## TASK PROMPT
From the article on December's inflation report, answer these:
(a) How much did the core consumer price index rise in December?
(b) What share of the headline CPI increase came from energy?
(c) What do Federal Reserve officials prefer to see before acting?

## EXCERPTED TEXT
============================================================

December’s inflation report showed a modest slowdown, but the big problem is it excludes basic expenses like food and energy that hit families the hardest.
Key Facts:
• The core consumer price index (CPI), which excludes food and energy, rose just 0.2% in December, marking its first dip in six months.
• The headline CPI, including all costs, climbed 0.4%, with more than 40% of that increase coming from energy.
• Cheaper hotel rooms, smaller jumps in medical care services, and restrained rent growth helped lower the core figure.
• Under President Joe Biden, consumer prices rose a combined 20%, and economists believe incoming President Donald Trump’s tariffs may drive inflation higher.
• Most analysts still predict the Federal Reserve will leave interest rates unchanged this month, with some suggesting a cut could happen as early as March.
The Rest of The Story:
Although core inflation came in lower than expected, critics point out that focusing on a number without food and energy hides the true costs faced by everyday Americans.
Many families continue to feel pressure from grocery bills and fuel expenses, which do not factor into the core measure.
So regardless of the hype inflation has not eased as we can see every time we step into a grocery store.
The bond market welcomed the softer reading, but Federal Reserve officials remain cautious.
They prefer to see a series of weaker inflation reports, especially given ongoing worries about wage growth and a strong labor market.
The Fed’s next meeting is set for later this month, with more attention now shifting to what Trump’s policies might bring.
Commentary:
Despite a slightly lower core figure, inflation is still a concern.
The immediate likelihood is that the Fed will keep rates unchanged, watching for longer-term inflation trends rather than pivoting on one month’s data.
Looking ahead, investors want to see if Trump’s actions on tariffs and global trade might lift prices further.
The Bottom Line:
While December’s core CPI may look calmer, ignoring food and energy can paint a misleading picture for households.
The Fed seems set to hold rates steady, with an eye on how the new administration’s plans could affect everyday costs.

============================================================

## INPUT DATA

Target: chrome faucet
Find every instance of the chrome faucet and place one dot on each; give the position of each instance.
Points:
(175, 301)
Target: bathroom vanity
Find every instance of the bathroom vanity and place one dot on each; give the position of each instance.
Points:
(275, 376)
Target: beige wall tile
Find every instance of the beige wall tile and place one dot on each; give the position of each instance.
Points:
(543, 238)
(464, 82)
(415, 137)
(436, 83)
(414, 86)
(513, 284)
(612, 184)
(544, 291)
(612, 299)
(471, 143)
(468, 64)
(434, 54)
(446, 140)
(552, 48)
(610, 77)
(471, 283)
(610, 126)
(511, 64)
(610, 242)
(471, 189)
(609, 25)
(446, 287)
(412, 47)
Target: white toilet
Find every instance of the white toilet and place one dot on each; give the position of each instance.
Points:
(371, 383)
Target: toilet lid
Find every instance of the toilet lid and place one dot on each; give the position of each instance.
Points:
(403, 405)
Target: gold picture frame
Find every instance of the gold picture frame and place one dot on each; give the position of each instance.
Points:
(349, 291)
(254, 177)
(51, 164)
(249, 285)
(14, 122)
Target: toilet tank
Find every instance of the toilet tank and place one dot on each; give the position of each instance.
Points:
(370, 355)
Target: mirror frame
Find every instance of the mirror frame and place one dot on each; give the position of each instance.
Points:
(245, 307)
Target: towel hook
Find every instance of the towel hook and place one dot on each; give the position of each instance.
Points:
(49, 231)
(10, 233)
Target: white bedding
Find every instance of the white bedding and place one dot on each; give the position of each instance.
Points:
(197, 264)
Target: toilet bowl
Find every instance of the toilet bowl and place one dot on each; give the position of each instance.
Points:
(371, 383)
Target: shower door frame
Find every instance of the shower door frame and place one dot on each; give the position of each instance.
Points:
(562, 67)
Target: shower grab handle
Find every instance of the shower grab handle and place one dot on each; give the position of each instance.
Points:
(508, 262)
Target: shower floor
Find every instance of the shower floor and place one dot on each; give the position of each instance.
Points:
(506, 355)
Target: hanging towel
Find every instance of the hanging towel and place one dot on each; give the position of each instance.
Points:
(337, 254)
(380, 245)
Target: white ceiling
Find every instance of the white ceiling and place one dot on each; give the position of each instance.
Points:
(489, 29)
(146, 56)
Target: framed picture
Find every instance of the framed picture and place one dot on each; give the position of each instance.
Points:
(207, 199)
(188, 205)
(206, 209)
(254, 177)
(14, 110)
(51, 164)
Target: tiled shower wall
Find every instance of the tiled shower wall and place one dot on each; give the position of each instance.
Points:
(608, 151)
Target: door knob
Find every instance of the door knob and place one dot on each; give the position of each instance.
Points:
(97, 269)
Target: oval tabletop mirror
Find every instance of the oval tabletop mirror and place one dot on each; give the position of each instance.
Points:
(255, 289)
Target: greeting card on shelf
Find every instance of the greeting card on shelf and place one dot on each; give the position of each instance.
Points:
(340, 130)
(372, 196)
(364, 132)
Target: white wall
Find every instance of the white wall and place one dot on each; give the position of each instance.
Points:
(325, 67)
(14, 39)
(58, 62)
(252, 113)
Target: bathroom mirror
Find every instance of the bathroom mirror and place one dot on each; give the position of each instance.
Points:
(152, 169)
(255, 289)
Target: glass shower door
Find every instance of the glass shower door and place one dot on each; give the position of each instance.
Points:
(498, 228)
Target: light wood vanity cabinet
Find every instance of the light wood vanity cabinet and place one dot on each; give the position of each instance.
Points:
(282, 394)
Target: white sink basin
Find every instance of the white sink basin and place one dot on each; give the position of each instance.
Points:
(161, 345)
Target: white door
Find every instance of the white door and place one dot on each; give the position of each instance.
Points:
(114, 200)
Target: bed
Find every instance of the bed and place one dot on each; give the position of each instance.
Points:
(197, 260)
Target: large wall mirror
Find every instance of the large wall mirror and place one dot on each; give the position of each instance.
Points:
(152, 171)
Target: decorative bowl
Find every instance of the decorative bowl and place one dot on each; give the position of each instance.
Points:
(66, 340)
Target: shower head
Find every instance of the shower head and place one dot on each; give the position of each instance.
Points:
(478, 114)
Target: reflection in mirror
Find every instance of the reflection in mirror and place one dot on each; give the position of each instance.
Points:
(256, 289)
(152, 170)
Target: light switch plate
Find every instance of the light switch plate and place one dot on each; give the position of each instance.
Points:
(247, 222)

============================================================

## YOUR SOLUTION
(a) 0.2%
(b) More than 40%
(c) A series of weaker inflation reports